**PAGE EXCERPT:**
# # #
Random-effects interval regression modeling demonstrated no difference in β-HPV viral load between tumor and normal tissue when controlling for age, sex, and immunosuppression as well as clustering for multiple samples from the same patient (p=0.310). Immunosuppression and age were significantly associated with higher viral load (p=0.016 for immunosuppression; p=0.0004 for age).

No HPV Transcripts Observed in Cutaneous SCC

The potential oncogenicity of HPV viruses in our samples was assessed in terms of viral gene expression by mRNA-transcriptome sequencing (mRNA-seq). Thirty-one cuSCC tumors (10 KA type) were assayed by high-throughput mRNA-seq, including 10 β-HPV DNA positive samples with viral loads ranging from undetectable to 13.7 copies per cell. Parallel libraries were prepared from 8 patient-paired normal skin samples as well as the aforementioned periungual SCC tumor, cervical SCC, and HeLa cell samples. Paired-end read counts per library ranged from 1.5 million to 10.6 million reads (corresponding to sequence from 740,000 to 5.3 million cDNA amplicons), with a median count of 3.5 million reads (1.8 million amplicons; Table S2). After removing sequences with low sequence complexity or with high quality matches to the human genome or transcriptome, reads were queried against a database of all fully sequenced viral genomes from RefSeq (see Methods). Abundant HPV-matching reads were detected in the HeLa cell-derived and cervical SCC-derived datasets (0.15% and 0.02% of the total reads, respectively Figure 1B). In both, the HPV subtype identified was an α-HPV subtype known to drive tumorigenesis in that sample type (HPV18 and HPV16, respectively)(Bouvard et al., 2009; IARC, 2007). Read frequencies from 2 technical replicate libraries prepared from cervical SCC were nearly identical (0.022% and 0.018%; Figure 1C, Table S1).

Abundant HPV16 reads were also detected in the transcriptome of the periungual SCC (0.06% of total reads; Figure 1B), with no reads mapping preferentially to HPV8 or any other HPV subtype. No potentially HPV-derived reads were detected in 30 of the cuSCC tumors and 7 of the paired normal skin samples (Figure 1B). One normal skin sample that was HPV-negative by genomic PCR contained 2 HPV-matching reads (0.00008% of the total reads), and 1 skin SCC sample contained 5 HPV-derived reads (0.0001% of the total read set; this sample had no DNA for genomic PCR).

No libraries contained a higher frequency of total viral-matching reads than the lowest HPV-derived read count amongst the HPV-positive control samples (0.018%), and only 5 had viral read frequencies within an order of magnitude of that value (File S2). These 5 samples detected a mixture of phage sequence (likely deriving from bacteria on the skin), human klassevirus 1 (a candidate etiological agent for diarrhea that was isolated from human stool in our lab and is therefore a likely cross-lab contaminant(Greninger et al., 2009); and Moloney murine leukemia virus (MMLV). A reverse transcriptase deriving from the latter was used for library construction (see Methods), making it a likely reagent contaminant. Although MMLV and related viruses do have oncogenic capabilities (Cuypers et al., 1984), the sample in which it was detected at the highest frequency was a normal skin control, not a tumor (sampleID STA01-122, dataset C, barcode CGT, Table S2 and File S2).
# # #
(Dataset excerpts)

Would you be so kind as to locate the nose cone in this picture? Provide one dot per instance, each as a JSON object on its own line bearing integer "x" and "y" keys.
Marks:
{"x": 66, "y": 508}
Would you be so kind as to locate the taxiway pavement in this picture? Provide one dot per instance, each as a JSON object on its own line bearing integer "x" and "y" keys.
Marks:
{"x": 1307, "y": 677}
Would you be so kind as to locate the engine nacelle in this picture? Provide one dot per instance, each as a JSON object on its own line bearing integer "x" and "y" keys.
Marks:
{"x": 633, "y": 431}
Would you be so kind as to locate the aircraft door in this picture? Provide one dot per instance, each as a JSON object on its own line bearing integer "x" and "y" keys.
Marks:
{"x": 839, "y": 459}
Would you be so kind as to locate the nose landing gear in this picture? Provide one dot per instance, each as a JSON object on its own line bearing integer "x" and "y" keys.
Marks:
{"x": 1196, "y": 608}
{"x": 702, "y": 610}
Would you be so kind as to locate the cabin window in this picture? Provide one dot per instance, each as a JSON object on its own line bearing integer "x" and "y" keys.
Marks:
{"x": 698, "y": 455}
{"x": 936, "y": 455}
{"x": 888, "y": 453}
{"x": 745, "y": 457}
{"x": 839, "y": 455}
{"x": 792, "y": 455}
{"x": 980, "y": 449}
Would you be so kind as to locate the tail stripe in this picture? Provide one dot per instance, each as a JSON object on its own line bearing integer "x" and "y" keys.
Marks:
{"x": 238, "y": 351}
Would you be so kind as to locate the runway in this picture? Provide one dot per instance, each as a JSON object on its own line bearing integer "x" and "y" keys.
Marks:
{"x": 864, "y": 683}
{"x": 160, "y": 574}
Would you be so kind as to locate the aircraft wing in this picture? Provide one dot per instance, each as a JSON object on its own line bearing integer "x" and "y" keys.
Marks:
# # #
**ACTIVITY 1:** List every source citation that appears in the excerpt about HPV in cutaneous SCC.
**ACTIVITY 2:** From the excerpt about HPV in cutaneous SCC, pull out the passage starting with "Abundant HPV16 reads" and going on through "for genomic PCR).", copied word for word.

**FINAL ANSWER 1:**
Bouvard et al., 2009
IARC, 2007
Greninger et al., 2009
Cuypers et al., 1984

**FINAL ANSWER 2:**
Abundant HPV16 reads were also detected in the transcriptome of the periungual SCC (0.06% of total reads; Figure 1B), with no reads mapping preferentially to HPV8 or any other HPV subtype. No potentially HPV-derived reads were detected in 30 of the cuSCC tumors and 7 of the paired normal skin samples (Figure 1B). One normal skin sample that was HPV-negative by genomic PCR contained 2 HPV-matching reads (0.00008% of the total reads), and 1 skin SCC sample contained 5 HPV-derived reads (0.0001% of the total read set; this sample had no DNA for genomic PCR).